▶ Exercise goal
Can you arrange every line of all the rows below as a JSON list of strings, one string per line, with blank lines and the pictures left out?

Dataset rows on object locations
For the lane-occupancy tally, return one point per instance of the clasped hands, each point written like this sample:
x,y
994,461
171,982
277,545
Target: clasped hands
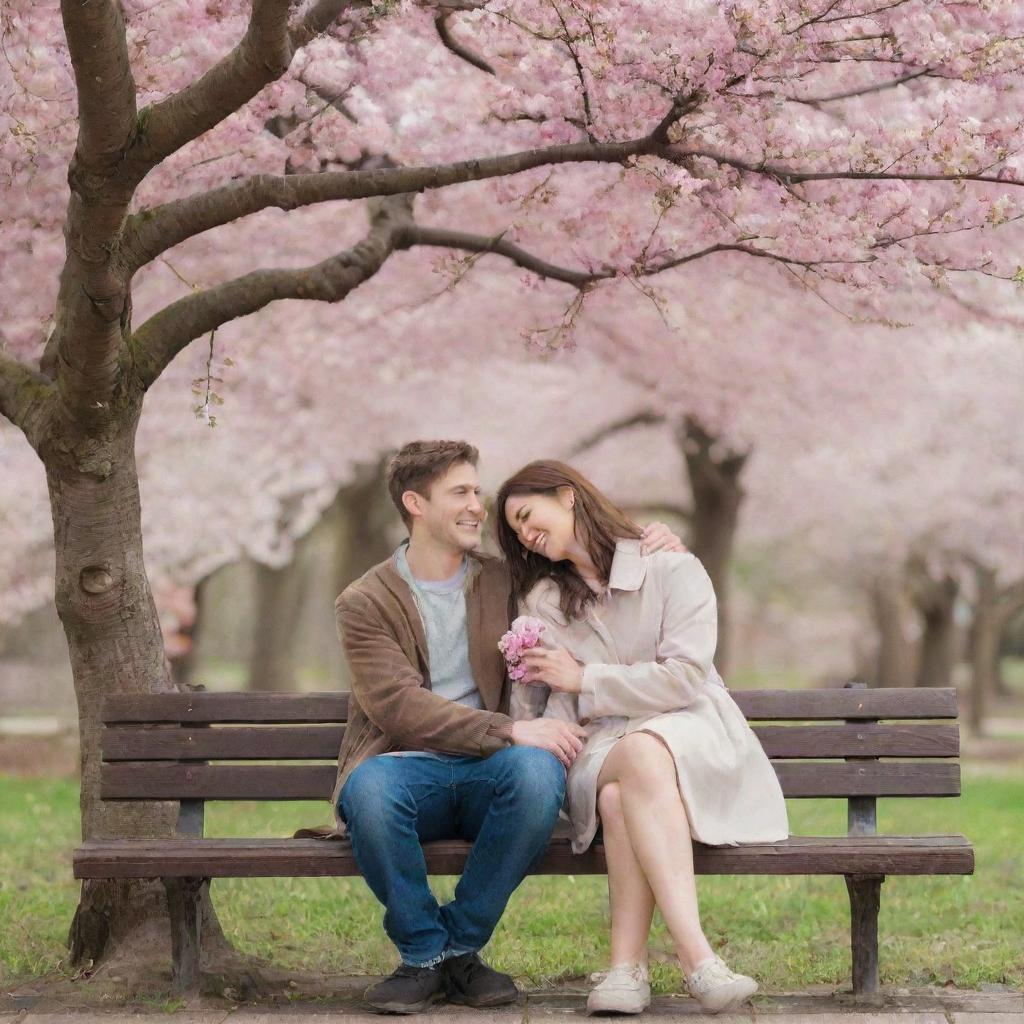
x,y
560,671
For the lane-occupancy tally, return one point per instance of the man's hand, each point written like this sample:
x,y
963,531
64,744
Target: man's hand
x,y
557,669
564,739
657,537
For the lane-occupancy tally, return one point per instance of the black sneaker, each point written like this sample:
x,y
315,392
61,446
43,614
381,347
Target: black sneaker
x,y
472,983
409,990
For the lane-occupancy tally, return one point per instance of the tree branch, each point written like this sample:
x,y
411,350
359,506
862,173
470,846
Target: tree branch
x,y
166,333
461,51
95,34
740,247
792,176
863,91
261,56
93,297
26,398
153,231
444,239
316,19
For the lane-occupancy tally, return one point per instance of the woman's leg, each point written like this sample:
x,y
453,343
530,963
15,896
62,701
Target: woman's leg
x,y
630,898
659,835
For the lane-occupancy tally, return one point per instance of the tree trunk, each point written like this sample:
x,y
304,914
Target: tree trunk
x,y
935,600
115,646
281,596
985,632
183,667
894,664
364,515
717,499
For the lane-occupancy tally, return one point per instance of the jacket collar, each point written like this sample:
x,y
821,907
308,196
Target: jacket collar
x,y
629,567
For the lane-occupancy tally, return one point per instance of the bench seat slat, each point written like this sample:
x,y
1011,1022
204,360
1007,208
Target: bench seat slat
x,y
307,742
333,708
163,780
276,857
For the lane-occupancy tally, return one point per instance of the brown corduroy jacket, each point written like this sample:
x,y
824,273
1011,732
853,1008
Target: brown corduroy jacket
x,y
391,707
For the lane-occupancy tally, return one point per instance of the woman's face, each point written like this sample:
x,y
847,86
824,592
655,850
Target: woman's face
x,y
544,523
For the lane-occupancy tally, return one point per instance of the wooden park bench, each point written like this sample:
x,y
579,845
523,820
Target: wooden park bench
x,y
857,744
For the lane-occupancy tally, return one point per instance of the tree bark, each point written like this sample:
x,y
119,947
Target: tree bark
x,y
894,662
115,645
935,600
715,477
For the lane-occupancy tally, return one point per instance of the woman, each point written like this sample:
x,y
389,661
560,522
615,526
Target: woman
x,y
669,757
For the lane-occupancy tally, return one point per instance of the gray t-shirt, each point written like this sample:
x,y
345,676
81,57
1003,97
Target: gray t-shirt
x,y
441,604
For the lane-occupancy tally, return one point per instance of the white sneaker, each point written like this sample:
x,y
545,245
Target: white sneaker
x,y
624,989
718,988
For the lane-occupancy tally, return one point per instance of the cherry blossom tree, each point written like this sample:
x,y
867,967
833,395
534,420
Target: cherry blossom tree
x,y
282,148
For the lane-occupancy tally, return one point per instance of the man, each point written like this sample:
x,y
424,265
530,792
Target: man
x,y
429,752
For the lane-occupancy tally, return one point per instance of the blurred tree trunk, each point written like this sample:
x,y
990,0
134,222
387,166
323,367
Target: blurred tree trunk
x,y
894,662
363,515
715,474
281,596
993,608
183,666
935,599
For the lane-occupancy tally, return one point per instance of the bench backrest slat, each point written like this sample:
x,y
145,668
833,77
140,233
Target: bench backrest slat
x,y
333,708
175,745
163,780
307,742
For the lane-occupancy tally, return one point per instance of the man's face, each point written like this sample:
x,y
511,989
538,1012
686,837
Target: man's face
x,y
453,515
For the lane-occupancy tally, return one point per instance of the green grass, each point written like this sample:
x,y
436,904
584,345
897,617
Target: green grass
x,y
790,932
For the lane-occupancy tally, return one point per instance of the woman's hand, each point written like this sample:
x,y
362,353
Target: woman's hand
x,y
557,669
657,537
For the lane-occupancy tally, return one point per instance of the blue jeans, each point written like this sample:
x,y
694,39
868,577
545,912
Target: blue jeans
x,y
506,804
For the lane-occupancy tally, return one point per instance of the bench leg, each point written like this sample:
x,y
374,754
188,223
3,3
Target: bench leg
x,y
184,905
865,894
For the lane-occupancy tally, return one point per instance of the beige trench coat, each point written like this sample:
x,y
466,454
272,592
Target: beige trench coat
x,y
647,648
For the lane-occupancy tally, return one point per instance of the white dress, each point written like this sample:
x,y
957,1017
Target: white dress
x,y
647,647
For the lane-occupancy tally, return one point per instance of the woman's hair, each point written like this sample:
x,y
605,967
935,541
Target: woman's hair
x,y
598,525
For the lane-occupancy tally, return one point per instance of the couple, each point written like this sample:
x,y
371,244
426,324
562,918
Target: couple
x,y
621,716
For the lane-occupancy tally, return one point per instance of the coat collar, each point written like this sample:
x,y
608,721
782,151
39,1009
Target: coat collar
x,y
629,567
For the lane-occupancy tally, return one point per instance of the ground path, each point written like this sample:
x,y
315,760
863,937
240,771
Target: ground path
x,y
936,1006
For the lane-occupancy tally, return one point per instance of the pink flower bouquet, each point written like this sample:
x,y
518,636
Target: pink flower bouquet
x,y
524,634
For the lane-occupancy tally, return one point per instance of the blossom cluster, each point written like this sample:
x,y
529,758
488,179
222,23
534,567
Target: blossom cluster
x,y
524,635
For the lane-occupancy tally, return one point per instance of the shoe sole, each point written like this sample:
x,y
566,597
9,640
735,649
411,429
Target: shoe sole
x,y
403,1009
623,1010
738,998
495,1000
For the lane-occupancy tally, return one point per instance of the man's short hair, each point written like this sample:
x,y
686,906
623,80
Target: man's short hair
x,y
417,465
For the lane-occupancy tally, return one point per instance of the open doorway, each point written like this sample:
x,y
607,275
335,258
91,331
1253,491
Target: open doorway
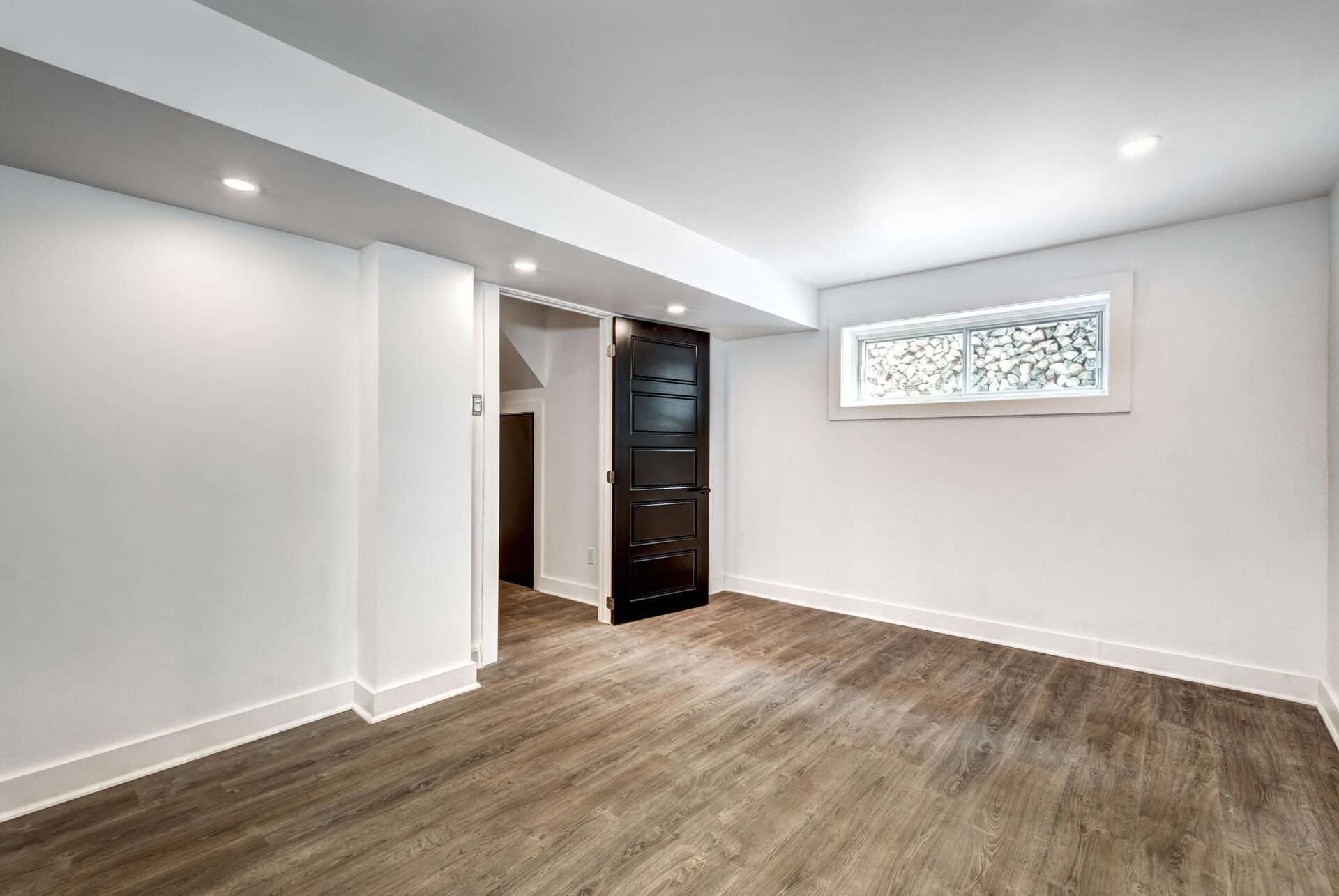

▶ Solution
[
  "For the lane-occupancy tally, return one point per instance of the clasped hands, each point written like this sample:",
  "x,y",
  "994,461",
  "171,982",
  "277,545",
  "Target: clasped hands",
  "x,y",
  "560,671",
  "For the lane-occupancy tally, return one point per instance of the man's hand, each point written like this sample:",
  "x,y",
  "963,531",
  "64,744",
  "Target: man's hand",
  "x,y",
  "557,669",
  "564,739",
  "657,537",
  "For the lane-occupancy tally, return one point per instance of the black sneaker, each point written like this sample:",
  "x,y",
  "315,392",
  "61,446",
  "43,614",
  "381,347",
  "Target: black sneaker",
  "x,y",
  "472,983",
  "409,990",
  "For the lane-occupancy tally, return one point per instance of the tree branch, each point written like this sample:",
  "x,y",
  "411,350",
  "359,506",
  "862,173",
  "470,846",
  "Target: tree branch",
  "x,y",
  "166,333",
  "461,51",
  "95,34",
  "740,247",
  "792,176",
  "863,91",
  "261,56",
  "93,297",
  "26,398",
  "153,231",
  "444,239",
  "316,19",
  "For the lane-occupancy tally, return one point per instance of the woman's leg, each point written like this sample:",
  "x,y",
  "453,343",
  "530,963",
  "15,896",
  "62,701",
  "Target: woman's leg",
  "x,y",
  "630,898",
  "659,835",
  "For the lane-occupancy tally, return one point per instance of the tree trunk, each point written like this sample:",
  "x,y",
  "304,914",
  "Target: tree trunk",
  "x,y",
  "935,600",
  "115,646",
  "281,596",
  "985,632",
  "183,667",
  "894,664",
  "364,515",
  "717,499",
  "For the lane-occupancy tally, return one point per instance of the jacket collar, each point written like this sample:",
  "x,y",
  "821,907",
  "308,196",
  "Target: jacket collar",
  "x,y",
  "629,567",
  "For the lane-occupancy tally, return one point per instance of the bench seat slat, each point written like this sample:",
  "x,y",
  "1011,1022",
  "204,360",
  "1007,208",
  "Target: bench seat slat",
  "x,y",
  "307,742",
  "333,708",
  "163,780",
  "276,857",
  "For the lane-occupancy tally, return one point per instance of the brown corduroy jacket, each point written like this sample:",
  "x,y",
  "824,273",
  "1011,732",
  "853,1008",
  "Target: brown corduroy jacket",
  "x,y",
  "391,707",
  "For the lane-occupancy tally, return one point per instance of the woman's face, each point written like this sample:",
  "x,y",
  "847,86",
  "824,592",
  "655,850",
  "Target: woman's face",
  "x,y",
  "544,523",
  "For the lane-occupancy tally, return one point per instance of the wooden park bench, each point written like this sample:",
  "x,y",
  "579,845",
  "523,820",
  "Target: wooden park bench",
  "x,y",
  "857,744",
  "For the lane-occupancy tally, return one point per instance of the tree bark, each point written like this sample:",
  "x,y",
  "119,947",
  "Target: tree bark",
  "x,y",
  "894,662",
  "115,645",
  "935,600",
  "715,477",
  "For the lane-occupancy tally, return one point per instance of the woman, each point written like this sample:",
  "x,y",
  "389,661",
  "560,522",
  "615,526",
  "Target: woman",
  "x,y",
  "669,757",
  "For the lane-occupancy tally, return one point per instance of the gray t-shirt, each point written like this sample:",
  "x,y",
  "345,676",
  "81,57",
  "1003,97",
  "Target: gray t-shirt",
  "x,y",
  "441,604",
  "For the lane-occupancy tally, return one point per instance of the white sneaker, each point written like this sample:",
  "x,y",
  "545,245",
  "Target: white sneaker",
  "x,y",
  "624,989",
  "718,988",
  "For the lane-occupancy tally, return one point per instance of the cherry blossom tree, each point written like this sample:",
  "x,y",
  "867,967",
  "833,395",
  "534,420",
  "Target: cherry blossom tree",
  "x,y",
  "282,148",
  "For the lane-occupancy tally, return one point per instance of the man, each point written like this sample:",
  "x,y",
  "424,265",
  "530,792",
  "Target: man",
  "x,y",
  "429,752",
  "For the lane-occupancy tally, return one point per instance of the blurred tree trunk, each point written like this sample:",
  "x,y",
  "990,0",
  "134,222",
  "387,166",
  "323,367",
  "Target: blurred tree trunk",
  "x,y",
  "894,662",
  "363,515",
  "715,474",
  "281,596",
  "993,608",
  "183,666",
  "935,599",
  "For the lane-occupancy tally, return one point per instance of the bench backrest slat, each point written like this sample:",
  "x,y",
  "145,668",
  "833,77",
  "140,233",
  "Target: bench backrest slat",
  "x,y",
  "333,708",
  "175,745",
  "163,780",
  "307,742",
  "For the lane-occupancy tally, return one point per instance of the man's face, each point written like this sample:",
  "x,y",
  "511,989",
  "538,1012",
  "686,837",
  "Target: man's face",
  "x,y",
  "453,515",
  "For the lane-occupancy tally, return one point per instance of the green grass, each point written like this sample:",
  "x,y",
  "436,904",
  "584,345",
  "897,617",
  "Target: green grass",
  "x,y",
  "790,932",
  "For the lane-occupancy tally, return one point per instance of the woman's hand, each point written like this sample:",
  "x,y",
  "362,353",
  "Target: woman's hand",
  "x,y",
  "557,669",
  "657,537",
  "For the lane-occupancy tally, return one point per instance of the blue jeans, each point written like this sample:",
  "x,y",
  "694,39",
  "868,577",
  "545,912",
  "Target: blue jeans",
  "x,y",
  "506,804",
  "For the lane-occupancy tally, return one point per instance of the bench leg, each point written like this sample:",
  "x,y",
  "374,754",
  "188,223",
  "3,3",
  "Target: bench leg",
  "x,y",
  "184,905",
  "865,894",
  "For the lane-occupancy tally, return one point per instance of the beige trench coat, each point written like this sample:",
  "x,y",
  "466,454",
  "272,592",
  "Target: beige trench coat",
  "x,y",
  "647,648",
  "For the lane-occupancy tally, return one point per instance of the white dress, each point written like this sample:",
  "x,y",
  "957,1017",
  "Target: white dress",
  "x,y",
  "647,647",
  "For the lane-occupancy tally, return one point per instance of the woman's hair, each point written like this sample:",
  "x,y",
  "605,967",
  "935,541",
  "Target: woman's hair",
  "x,y",
  "598,525",
  "For the lane-occupancy tally, return one point per instance of the couple, each point written like this sample:",
  "x,y",
  "371,244",
  "426,324",
  "562,918",
  "Target: couple",
  "x,y",
  "621,716",
  "For the lane-occupancy tally, return one point per instance of the coat collar, each point written like this sample:",
  "x,y",
  "608,721",
  "782,151",
  "39,1009",
  "Target: coat collar",
  "x,y",
  "629,567",
  "For the lane-occupancy tally, return one point per instance of the ground path, each point written like this sample:",
  "x,y",
  "315,760",
  "863,937",
  "240,771",
  "Target: ground path",
  "x,y",
  "936,1006",
  "For the lane-occupancy tally, return one point per instance of the pink flower bouquet, each point written like this sample:",
  "x,y",
  "518,636",
  "Target: pink flower bouquet",
  "x,y",
  "524,634",
  "For the lane-occupancy tally, return one point per instance of the blossom cluster, each point written like this sample:",
  "x,y",
  "529,758",
  "488,179",
  "222,23",
  "534,567",
  "Target: blossom cluster",
  "x,y",
  "524,635",
  "For the lane-occupancy tally, return one point per instance of the shoe sole, each point written like this sample:",
  "x,y",
  "566,597",
  "9,640",
  "735,649",
  "411,429",
  "Target: shoe sole",
  "x,y",
  "403,1009",
  "623,1010",
  "738,998",
  "495,1000",
  "For the lane-occupancy tally, return one point per instance of the man's short hair, each point written like this sample:",
  "x,y",
  "686,906",
  "623,80",
  "Target: man's short hair",
  "x,y",
  "417,465",
  "For the lane-occupancy tally, return one point per instance of the open doorway, each point written like this sample:",
  "x,y",
  "607,275",
  "335,258",
  "91,331",
  "1253,491",
  "Target: open doorway"
]